▶ Task details
Please reproduce the following records exactly as they appear.

▶ Data to process
· · · ·

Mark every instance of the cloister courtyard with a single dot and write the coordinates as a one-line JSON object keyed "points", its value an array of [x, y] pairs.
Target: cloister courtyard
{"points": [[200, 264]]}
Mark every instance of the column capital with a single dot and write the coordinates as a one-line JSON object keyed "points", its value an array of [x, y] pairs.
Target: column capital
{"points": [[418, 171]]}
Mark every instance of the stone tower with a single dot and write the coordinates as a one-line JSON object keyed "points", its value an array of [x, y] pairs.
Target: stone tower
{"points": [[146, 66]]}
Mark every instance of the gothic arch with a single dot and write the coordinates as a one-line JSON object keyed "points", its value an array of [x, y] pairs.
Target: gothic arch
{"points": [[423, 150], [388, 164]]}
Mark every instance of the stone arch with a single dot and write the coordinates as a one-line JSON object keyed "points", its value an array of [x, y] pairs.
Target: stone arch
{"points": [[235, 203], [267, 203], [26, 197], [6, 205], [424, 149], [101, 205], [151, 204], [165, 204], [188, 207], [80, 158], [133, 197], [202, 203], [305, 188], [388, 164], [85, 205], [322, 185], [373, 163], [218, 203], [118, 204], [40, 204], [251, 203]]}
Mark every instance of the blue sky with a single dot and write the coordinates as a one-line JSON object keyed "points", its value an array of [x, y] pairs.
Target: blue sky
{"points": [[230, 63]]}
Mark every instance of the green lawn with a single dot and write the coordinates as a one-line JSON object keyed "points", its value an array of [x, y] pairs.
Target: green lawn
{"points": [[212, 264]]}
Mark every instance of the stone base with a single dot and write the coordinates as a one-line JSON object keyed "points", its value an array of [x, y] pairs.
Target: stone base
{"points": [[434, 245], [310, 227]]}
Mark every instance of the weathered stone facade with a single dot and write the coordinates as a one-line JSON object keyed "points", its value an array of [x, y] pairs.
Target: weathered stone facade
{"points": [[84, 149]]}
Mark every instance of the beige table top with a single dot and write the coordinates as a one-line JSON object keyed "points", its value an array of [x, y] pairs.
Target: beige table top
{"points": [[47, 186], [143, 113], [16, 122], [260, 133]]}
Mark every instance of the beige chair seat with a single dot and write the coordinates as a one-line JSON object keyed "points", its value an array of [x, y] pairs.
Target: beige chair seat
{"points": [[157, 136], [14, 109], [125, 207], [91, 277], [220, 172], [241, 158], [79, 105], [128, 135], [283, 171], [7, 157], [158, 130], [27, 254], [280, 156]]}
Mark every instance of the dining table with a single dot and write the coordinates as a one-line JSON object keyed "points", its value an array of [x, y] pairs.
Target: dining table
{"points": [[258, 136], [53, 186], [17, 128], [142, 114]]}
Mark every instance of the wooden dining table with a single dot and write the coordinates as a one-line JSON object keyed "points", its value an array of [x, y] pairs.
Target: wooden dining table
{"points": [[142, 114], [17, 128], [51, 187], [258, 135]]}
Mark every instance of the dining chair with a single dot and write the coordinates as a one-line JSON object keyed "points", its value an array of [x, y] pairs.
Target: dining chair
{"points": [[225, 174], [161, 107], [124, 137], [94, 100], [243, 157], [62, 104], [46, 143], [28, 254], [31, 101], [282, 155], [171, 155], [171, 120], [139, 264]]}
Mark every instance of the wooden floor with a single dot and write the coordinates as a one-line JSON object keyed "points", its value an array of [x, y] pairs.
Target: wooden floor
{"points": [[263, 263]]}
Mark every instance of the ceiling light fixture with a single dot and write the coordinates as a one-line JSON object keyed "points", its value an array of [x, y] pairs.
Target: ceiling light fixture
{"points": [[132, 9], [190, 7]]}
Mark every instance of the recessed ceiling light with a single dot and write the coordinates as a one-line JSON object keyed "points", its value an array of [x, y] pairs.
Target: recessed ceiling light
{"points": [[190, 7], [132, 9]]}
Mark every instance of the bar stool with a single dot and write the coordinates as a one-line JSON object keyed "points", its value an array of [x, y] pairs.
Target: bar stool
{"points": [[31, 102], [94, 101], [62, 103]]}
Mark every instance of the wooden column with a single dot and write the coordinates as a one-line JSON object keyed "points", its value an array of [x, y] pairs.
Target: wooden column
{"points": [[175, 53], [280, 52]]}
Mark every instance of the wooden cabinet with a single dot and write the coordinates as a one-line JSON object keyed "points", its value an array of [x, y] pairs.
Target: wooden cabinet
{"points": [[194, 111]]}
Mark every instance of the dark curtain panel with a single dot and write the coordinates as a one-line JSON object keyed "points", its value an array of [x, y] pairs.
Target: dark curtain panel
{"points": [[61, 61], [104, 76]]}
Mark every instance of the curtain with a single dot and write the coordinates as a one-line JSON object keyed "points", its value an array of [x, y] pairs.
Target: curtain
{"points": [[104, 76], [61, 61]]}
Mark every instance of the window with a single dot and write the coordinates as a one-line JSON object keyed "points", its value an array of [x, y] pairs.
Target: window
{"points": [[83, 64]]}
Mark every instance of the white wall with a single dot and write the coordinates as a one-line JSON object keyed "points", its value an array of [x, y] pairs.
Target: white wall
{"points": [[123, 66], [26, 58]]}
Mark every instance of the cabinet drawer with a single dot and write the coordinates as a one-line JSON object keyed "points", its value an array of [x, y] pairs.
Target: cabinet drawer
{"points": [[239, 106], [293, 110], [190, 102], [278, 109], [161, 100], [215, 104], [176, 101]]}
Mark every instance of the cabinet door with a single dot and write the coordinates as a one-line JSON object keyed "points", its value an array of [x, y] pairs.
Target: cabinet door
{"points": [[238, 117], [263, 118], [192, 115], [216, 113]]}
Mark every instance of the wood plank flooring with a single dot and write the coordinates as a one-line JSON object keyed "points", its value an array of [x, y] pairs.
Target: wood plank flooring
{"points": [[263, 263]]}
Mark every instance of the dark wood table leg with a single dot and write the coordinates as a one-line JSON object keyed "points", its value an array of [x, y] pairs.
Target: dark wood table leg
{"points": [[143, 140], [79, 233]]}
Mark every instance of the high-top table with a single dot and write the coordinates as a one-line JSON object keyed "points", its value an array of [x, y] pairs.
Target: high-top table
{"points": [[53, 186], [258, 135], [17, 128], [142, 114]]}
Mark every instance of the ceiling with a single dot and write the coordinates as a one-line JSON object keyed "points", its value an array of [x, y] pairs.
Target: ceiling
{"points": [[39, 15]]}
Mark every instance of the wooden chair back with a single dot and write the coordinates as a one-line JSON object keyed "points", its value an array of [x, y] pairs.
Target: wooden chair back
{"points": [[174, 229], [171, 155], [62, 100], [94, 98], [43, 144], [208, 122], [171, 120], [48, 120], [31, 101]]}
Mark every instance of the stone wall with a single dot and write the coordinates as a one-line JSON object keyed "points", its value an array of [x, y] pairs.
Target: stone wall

· · · ·

▶ Result of this exercise
Mark every instance of the cloister courtyard with a single dot and write the coordinates as a one-line JSON object keyed "points", its value an array of [x, y] pairs.
Target: cloister courtyard
{"points": [[200, 264]]}
Mark every instance of the column capital with a single dot and write the coordinates as a one-line JSON object keyed "points", its value an array of [x, y] pairs.
Target: column capital
{"points": [[418, 171]]}
Mark every instance of the stone tower with a single dot and write the coordinates as a one-line JSON object keyed "points", its value an array of [x, y] pairs.
Target: stone tower
{"points": [[146, 66]]}
Mark every instance of the gothic arch with a single dot and write the coordinates as a one-line JSON object keyed "points", its value an array of [x, y] pairs.
Target: gothic arch
{"points": [[423, 150], [388, 164]]}
Mark every instance of the stone arch with a single dot and write the coordinates as a one-line JSON object keyed "points", its value an array of [x, y] pairs.
Target: stone arch
{"points": [[235, 203], [267, 203], [26, 197], [6, 205], [424, 149], [101, 205], [151, 204], [165, 204], [188, 207], [80, 158], [133, 197], [202, 203], [305, 188], [388, 164], [85, 205], [322, 185], [373, 163], [218, 203], [118, 204], [40, 204], [251, 203]]}
Mark every instance of the blue sky with a single dot and write the coordinates as a one-line JSON object keyed "points", its value an array of [x, y] pairs.
Target: blue sky
{"points": [[230, 63]]}
Mark every instance of the green lawn with a single dot and write the coordinates as a one-line JSON object keyed "points", its value an array of [x, y] pairs.
Target: green lawn
{"points": [[212, 264]]}
Mark every instance of the stone base with a single dot and write the coordinates as a one-line JSON object keyed "points", its value an array of [x, y] pairs.
Target: stone base
{"points": [[434, 245], [310, 227]]}
Mark every instance of the weathered stone facade with a single dot and write the coordinates as a one-line JSON object keyed "points", its value an array of [x, y] pairs.
Target: weathered stone facade
{"points": [[84, 149]]}
Mark every instance of the beige table top with a single dot and write the coordinates as a one-line JSON object keyed "points", its value an array of [x, y] pairs.
Target: beige table top
{"points": [[47, 186], [143, 113], [16, 122], [260, 133]]}
Mark every instance of the beige chair seat with a single dot and write the coordinates as a one-line JSON object keyed "points", its value an array of [x, y] pairs.
Target: beige chair seat
{"points": [[157, 136], [14, 109], [125, 207], [91, 277], [220, 172], [241, 158], [79, 105], [128, 135], [283, 171], [7, 157], [158, 130], [27, 254], [280, 156]]}
Mark every instance of the dining table with a single dot and write the coordinates as a one-line JSON object keyed "points", its value an array of [x, y] pairs.
Target: dining table
{"points": [[258, 136], [53, 186], [17, 128], [142, 114]]}
Mark every instance of the wooden dining table with a single dot and write the coordinates as a one-line JSON object keyed "points", its value an array of [x, y] pairs.
Target: wooden dining table
{"points": [[142, 114], [17, 128], [51, 187], [258, 135]]}
Mark every instance of the dining chair with a single dot and write the coordinates as a one-line JSON object keyed "points", its value an array of [x, y] pairs.
Target: dining chair
{"points": [[225, 174], [161, 107], [124, 137], [94, 100], [243, 157], [62, 104], [46, 143], [28, 254], [31, 101], [282, 155], [171, 155], [171, 120], [139, 264]]}
Mark every instance of the wooden floor with a single dot and write the coordinates as a one-line JSON object keyed "points", its value an array of [x, y] pairs.
Target: wooden floor
{"points": [[263, 263]]}
Mark every instance of the ceiling light fixture with a single dot and write the coordinates as a one-line JSON object keyed "points", its value an array of [x, y] pairs.
Target: ceiling light fixture
{"points": [[132, 9], [190, 7]]}
Mark every instance of the recessed ceiling light with a single dot and write the coordinates as a one-line JSON object keyed "points", its value an array of [x, y] pairs.
Target: recessed ceiling light
{"points": [[190, 7], [132, 9]]}
Mark every instance of the bar stool with a single dot and write the coordinates as a one-line JSON object keyed "points", its value an array of [x, y] pairs.
Target: bar stool
{"points": [[31, 102], [94, 101], [62, 103]]}
Mark every instance of the wooden column with a single dot and write the coordinates as a one-line JSON object keyed "points", its value an array of [x, y] pairs.
Target: wooden column
{"points": [[175, 53], [280, 52]]}
Mark every instance of the wooden cabinet with a single dot and write the coordinates as a one-line JSON object keyed "points", its value an array of [x, y] pairs.
Target: wooden cabinet
{"points": [[194, 111]]}
Mark every instance of the dark curtain panel with a single dot and write the coordinates as a one-line JSON object keyed "points", its value an array of [x, y] pairs.
Target: dark curtain panel
{"points": [[61, 61], [104, 76]]}
Mark every instance of the curtain with a single dot and write the coordinates as a one-line JSON object keyed "points", its value an array of [x, y] pairs.
Target: curtain
{"points": [[104, 76], [61, 61]]}
Mark every instance of the window with a single dot and write the coordinates as a one-line JSON object keyed "points", its value an array of [x, y] pairs.
Target: window
{"points": [[83, 64]]}
Mark every instance of the white wall with a single dot and write the coordinates as a one-line JSON object keyed "points", its value an array of [x, y] pairs.
Target: white wall
{"points": [[123, 66], [26, 58]]}
Mark every instance of the cabinet drawer with a single dot and write the coordinates as a one-line JSON object keyed "points", its value an array of [x, y] pairs.
Target: cabinet drawer
{"points": [[239, 106], [293, 110], [190, 102], [278, 109], [161, 100], [215, 104], [176, 101]]}
Mark every instance of the cabinet door with a single dot and write the coordinates as a one-line JSON object keyed "points", its value an array of [x, y] pairs.
Target: cabinet door
{"points": [[238, 117], [263, 118], [192, 115], [216, 113]]}
Mark every instance of the wood plank flooring with a single dot and write the coordinates as a one-line JSON object keyed "points", its value an array of [x, y] pairs.
Target: wood plank flooring
{"points": [[263, 263]]}
Mark every instance of the dark wood table leg with a single dot and write the coordinates as a one-line JSON object keyed "points", its value an array of [x, y] pairs.
Target: dark wood table leg
{"points": [[143, 140], [79, 233]]}
Mark every instance of the high-top table with a single dot and write the coordinates as a one-line JSON object keyed "points", its value an array of [x, y] pairs.
Target: high-top table
{"points": [[53, 186], [258, 135], [17, 128], [142, 114]]}
Mark every instance of the ceiling with a single dot and write the coordinates as a one-line JSON object keyed "points", its value an array of [x, y] pairs.
Target: ceiling
{"points": [[39, 15]]}
Mark every instance of the wooden chair back with a single dot and write the coordinates as a one-line JSON object keyed "points", its value an array of [x, y] pairs.
Target: wooden chair back
{"points": [[174, 229], [171, 155], [62, 100], [94, 98], [43, 144], [208, 122], [171, 120], [48, 120], [31, 101]]}
Mark every instance of the stone wall with a single dot and write the coordinates as a one-line JSON object keyed "points", its value an array of [x, y] pairs.
Target: stone wall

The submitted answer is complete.